● About this exercise
Although the records contain pictures, the copy should leave them out and match everything else exactly.

(Data to process Opens)

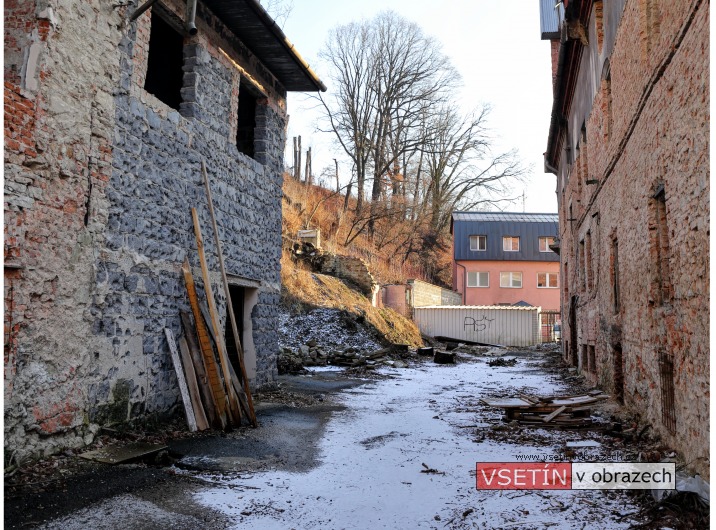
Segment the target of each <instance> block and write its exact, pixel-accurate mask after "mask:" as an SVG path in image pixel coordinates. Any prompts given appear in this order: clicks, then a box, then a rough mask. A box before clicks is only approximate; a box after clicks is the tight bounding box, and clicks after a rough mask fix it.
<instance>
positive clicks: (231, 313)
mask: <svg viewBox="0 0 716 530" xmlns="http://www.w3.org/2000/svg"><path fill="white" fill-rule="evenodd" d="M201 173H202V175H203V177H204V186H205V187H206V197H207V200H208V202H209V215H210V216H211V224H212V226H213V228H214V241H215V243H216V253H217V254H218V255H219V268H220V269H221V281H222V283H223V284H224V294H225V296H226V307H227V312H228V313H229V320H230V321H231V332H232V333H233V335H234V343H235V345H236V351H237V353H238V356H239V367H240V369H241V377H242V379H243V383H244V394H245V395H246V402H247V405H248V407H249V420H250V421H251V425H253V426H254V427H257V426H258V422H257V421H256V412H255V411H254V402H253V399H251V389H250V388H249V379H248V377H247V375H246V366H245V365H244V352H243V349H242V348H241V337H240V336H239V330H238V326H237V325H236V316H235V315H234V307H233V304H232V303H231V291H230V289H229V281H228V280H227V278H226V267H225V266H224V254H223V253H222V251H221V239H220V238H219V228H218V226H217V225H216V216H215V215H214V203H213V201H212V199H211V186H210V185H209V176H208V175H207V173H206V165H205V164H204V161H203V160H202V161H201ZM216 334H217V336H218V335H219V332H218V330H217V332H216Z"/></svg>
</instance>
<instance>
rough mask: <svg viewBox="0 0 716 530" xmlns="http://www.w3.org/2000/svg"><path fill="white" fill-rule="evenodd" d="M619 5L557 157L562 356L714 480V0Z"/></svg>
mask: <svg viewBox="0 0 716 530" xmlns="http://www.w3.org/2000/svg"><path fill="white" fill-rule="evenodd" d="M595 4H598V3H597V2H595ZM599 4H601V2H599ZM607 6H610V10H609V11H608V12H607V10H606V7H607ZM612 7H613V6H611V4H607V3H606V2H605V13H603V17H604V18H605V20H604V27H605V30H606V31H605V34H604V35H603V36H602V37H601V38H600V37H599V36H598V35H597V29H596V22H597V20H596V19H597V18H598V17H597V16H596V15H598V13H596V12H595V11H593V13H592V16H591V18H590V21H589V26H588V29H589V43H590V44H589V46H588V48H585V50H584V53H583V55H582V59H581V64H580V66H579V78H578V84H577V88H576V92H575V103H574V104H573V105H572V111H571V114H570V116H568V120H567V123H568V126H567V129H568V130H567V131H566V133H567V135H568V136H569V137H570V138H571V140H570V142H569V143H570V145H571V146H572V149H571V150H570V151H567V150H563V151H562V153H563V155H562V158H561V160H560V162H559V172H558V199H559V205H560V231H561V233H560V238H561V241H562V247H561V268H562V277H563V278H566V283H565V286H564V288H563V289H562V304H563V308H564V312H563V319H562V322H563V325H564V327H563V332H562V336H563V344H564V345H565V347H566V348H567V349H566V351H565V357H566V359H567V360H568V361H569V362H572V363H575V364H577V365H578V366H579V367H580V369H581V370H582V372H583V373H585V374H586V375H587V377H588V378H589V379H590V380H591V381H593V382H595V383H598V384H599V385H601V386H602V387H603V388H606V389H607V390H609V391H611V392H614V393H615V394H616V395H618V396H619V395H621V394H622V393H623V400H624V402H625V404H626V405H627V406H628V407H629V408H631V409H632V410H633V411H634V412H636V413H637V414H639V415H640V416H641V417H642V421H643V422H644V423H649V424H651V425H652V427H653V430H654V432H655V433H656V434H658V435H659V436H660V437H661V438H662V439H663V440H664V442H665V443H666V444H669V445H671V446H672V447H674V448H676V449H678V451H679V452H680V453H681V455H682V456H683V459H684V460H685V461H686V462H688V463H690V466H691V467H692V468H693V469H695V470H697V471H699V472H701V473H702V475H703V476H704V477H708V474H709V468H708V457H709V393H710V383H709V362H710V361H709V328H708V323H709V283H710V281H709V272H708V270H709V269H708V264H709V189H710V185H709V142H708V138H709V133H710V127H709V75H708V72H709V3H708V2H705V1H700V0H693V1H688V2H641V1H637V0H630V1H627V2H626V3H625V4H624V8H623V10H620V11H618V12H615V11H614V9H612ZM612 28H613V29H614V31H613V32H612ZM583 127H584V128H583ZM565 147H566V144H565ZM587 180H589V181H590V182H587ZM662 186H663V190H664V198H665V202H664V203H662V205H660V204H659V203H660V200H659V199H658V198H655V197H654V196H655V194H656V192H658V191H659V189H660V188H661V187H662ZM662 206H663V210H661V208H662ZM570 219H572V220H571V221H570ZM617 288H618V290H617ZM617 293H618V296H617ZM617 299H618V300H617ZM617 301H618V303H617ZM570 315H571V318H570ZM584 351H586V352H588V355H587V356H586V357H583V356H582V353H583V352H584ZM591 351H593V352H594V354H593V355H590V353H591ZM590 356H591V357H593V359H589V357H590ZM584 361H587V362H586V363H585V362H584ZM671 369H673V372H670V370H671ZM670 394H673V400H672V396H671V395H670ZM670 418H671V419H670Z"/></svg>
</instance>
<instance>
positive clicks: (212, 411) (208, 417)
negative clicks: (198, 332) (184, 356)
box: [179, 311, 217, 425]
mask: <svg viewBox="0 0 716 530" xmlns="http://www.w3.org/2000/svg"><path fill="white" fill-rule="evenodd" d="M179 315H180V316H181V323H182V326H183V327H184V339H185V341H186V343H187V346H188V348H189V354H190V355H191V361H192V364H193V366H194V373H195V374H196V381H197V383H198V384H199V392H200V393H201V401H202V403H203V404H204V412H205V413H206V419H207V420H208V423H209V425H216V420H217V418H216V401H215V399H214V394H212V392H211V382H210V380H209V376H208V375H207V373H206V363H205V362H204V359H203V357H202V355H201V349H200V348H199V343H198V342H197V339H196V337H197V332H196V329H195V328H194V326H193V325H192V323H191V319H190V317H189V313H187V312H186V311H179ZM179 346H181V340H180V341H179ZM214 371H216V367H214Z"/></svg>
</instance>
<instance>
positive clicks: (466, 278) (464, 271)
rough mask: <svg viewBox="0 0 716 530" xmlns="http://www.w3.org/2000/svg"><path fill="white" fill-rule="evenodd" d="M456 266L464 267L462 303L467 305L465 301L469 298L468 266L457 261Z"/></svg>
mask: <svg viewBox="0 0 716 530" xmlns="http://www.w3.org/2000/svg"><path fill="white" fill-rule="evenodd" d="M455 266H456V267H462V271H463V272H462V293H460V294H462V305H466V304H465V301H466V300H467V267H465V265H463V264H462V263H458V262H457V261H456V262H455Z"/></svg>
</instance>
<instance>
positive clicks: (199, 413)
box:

(Data to process Closes)

● Answer space
Segment the target of each <instance> block and write its exact, pixel-accurate mask after "mask:" as an SVG path in image pixel coordinates. Any prompts given appear in this order: clicks, then a box, then a rough mask. A box before clicks is only approximate; a box after clicks is the tight bounding box, and clicks after a rough mask fix it.
<instance>
positive clicks: (231, 313)
mask: <svg viewBox="0 0 716 530" xmlns="http://www.w3.org/2000/svg"><path fill="white" fill-rule="evenodd" d="M201 173H202V175H203V177H204V186H205V187H206V197H207V200H208V202H209V215H210V216H211V224H212V226H213V228H214V241H215V243H216V253H217V254H218V255H219V268H220V269H221V281H222V283H223V284H224V294H225V296H226V307H227V312H228V313H229V320H230V321H231V332H232V333H233V335H234V343H235V345H236V351H237V353H238V356H239V367H240V369H241V377H242V379H243V383H244V394H245V395H246V402H247V405H248V407H249V420H250V421H251V425H253V426H254V427H257V426H258V422H257V421H256V412H255V411H254V402H253V399H251V389H250V388H249V379H248V377H247V375H246V366H245V365H244V352H243V349H242V348H241V337H240V336H239V330H238V326H237V325H236V316H235V315H234V307H233V304H232V303H231V291H230V289H229V281H228V280H227V278H226V267H225V266H224V254H223V253H222V251H221V239H220V238H219V228H218V226H217V225H216V216H215V215H214V203H213V201H212V199H211V186H210V185H209V176H208V175H207V173H206V165H205V164H204V161H203V160H202V161H201ZM216 334H217V336H218V335H219V332H218V330H217V332H216Z"/></svg>
</instance>
<instance>
rough mask: <svg viewBox="0 0 716 530" xmlns="http://www.w3.org/2000/svg"><path fill="white" fill-rule="evenodd" d="M619 5L557 157L562 356L714 480V0Z"/></svg>
mask: <svg viewBox="0 0 716 530" xmlns="http://www.w3.org/2000/svg"><path fill="white" fill-rule="evenodd" d="M595 4H598V3H597V2H595ZM599 4H601V2H599ZM607 6H610V10H609V11H608V12H607V10H606V7H607ZM612 7H613V6H611V4H607V3H606V2H605V13H603V17H604V18H605V20H604V27H605V30H606V31H605V34H604V35H603V36H602V37H601V38H600V37H599V36H598V35H597V29H596V22H597V20H596V19H597V18H598V17H597V16H596V15H598V13H596V12H595V11H593V13H592V16H591V18H590V21H589V26H588V29H589V43H590V44H589V46H588V48H585V50H584V53H583V55H582V59H581V64H580V66H579V78H578V84H577V88H576V92H575V103H574V104H573V105H572V111H571V114H570V116H568V120H567V123H568V126H567V129H568V130H567V131H566V133H567V135H568V136H569V137H570V138H571V140H570V142H569V143H570V145H571V146H572V149H571V150H570V151H567V150H563V151H562V153H563V155H562V158H561V160H560V162H559V172H558V199H559V205H560V231H561V233H560V238H561V241H562V247H561V268H562V277H563V278H566V283H565V286H564V288H563V289H562V304H563V308H564V312H563V319H562V322H563V325H564V327H563V332H562V336H563V344H564V345H565V347H566V348H567V349H566V351H565V357H566V359H567V360H568V361H569V362H572V363H575V364H577V365H578V366H579V367H580V369H581V370H582V372H583V373H585V374H586V375H587V377H588V378H589V379H590V380H591V381H593V382H595V383H598V384H599V385H601V386H602V387H603V388H606V389H607V390H609V391H611V392H614V393H615V394H616V395H618V396H619V395H621V394H622V393H623V400H624V402H625V404H626V405H627V406H628V407H629V408H631V409H632V410H633V411H634V412H636V413H637V414H639V415H640V416H641V417H642V421H643V422H644V423H649V424H651V425H652V427H653V430H654V432H655V433H656V434H658V435H659V436H660V437H661V438H662V439H663V440H664V442H665V443H666V444H669V445H671V446H672V447H674V448H676V449H678V451H679V452H680V453H681V455H682V456H683V459H684V460H685V461H686V462H688V463H690V466H691V467H692V468H693V469H695V470H697V471H699V472H701V473H702V475H703V476H704V477H708V474H709V468H708V457H709V393H710V383H709V362H710V361H709V328H708V323H709V283H710V281H709V272H708V270H709V269H708V264H709V189H710V185H709V142H708V138H709V133H710V127H709V75H708V72H709V3H708V2H705V1H700V0H693V1H688V2H641V1H637V0H630V1H627V2H626V3H625V4H624V8H623V10H620V11H618V12H615V11H614V9H612ZM612 28H613V29H614V31H613V32H612ZM583 127H584V128H583ZM565 147H566V144H565ZM587 180H589V181H590V182H587ZM662 186H663V190H664V198H665V202H664V203H662V205H660V204H659V203H660V200H659V199H658V198H655V197H654V196H655V194H656V192H658V191H659V189H660V188H661V187H662ZM662 206H663V210H661V208H662ZM570 219H572V220H571V221H570ZM617 288H618V290H617ZM617 293H618V296H617ZM617 299H618V300H617ZM617 301H618V303H617ZM570 315H571V318H570ZM584 351H586V352H588V355H587V356H586V357H583V356H582V353H583V352H584ZM591 351H593V352H594V354H593V355H590V353H591ZM590 356H591V357H593V359H589V357H590ZM584 361H587V362H586V363H585V362H584ZM671 369H673V372H670V370H671ZM670 394H673V400H672V396H671V395H670ZM670 418H671V419H670Z"/></svg>
</instance>
<instance>
positive clicks: (212, 411) (208, 417)
negative clicks: (198, 332) (184, 356)
box: [179, 311, 217, 425]
mask: <svg viewBox="0 0 716 530" xmlns="http://www.w3.org/2000/svg"><path fill="white" fill-rule="evenodd" d="M179 315H180V316H181V323H182V326H183V327H184V339H185V341H186V343H187V346H188V348H189V354H190V355H191V361H192V364H193V366H194V373H195V374H196V381H197V383H198V384H199V392H200V393H201V401H202V403H203V404H204V412H205V413H206V419H207V420H208V423H209V425H216V420H217V418H216V401H215V399H214V394H212V392H211V382H210V380H209V376H208V375H207V373H206V363H205V362H204V359H203V357H202V355H201V349H200V348H199V343H198V342H197V339H196V337H197V332H196V329H195V328H194V326H193V325H192V323H191V319H190V317H189V313H187V312H186V311H179ZM179 346H181V340H180V341H179ZM214 371H216V367H214Z"/></svg>
</instance>
<instance>
positive clicks: (466, 278) (464, 271)
rough mask: <svg viewBox="0 0 716 530" xmlns="http://www.w3.org/2000/svg"><path fill="white" fill-rule="evenodd" d="M456 266L464 267L462 303L467 305L465 301L469 298L468 266L457 261Z"/></svg>
mask: <svg viewBox="0 0 716 530" xmlns="http://www.w3.org/2000/svg"><path fill="white" fill-rule="evenodd" d="M455 266H456V267H462V271H463V272H462V293H460V294H462V305H466V304H465V301H466V300H467V267H465V265H463V264H462V263H458V262H457V261H456V262H455Z"/></svg>
</instance>
<instance>
positive clicks: (199, 413)
box:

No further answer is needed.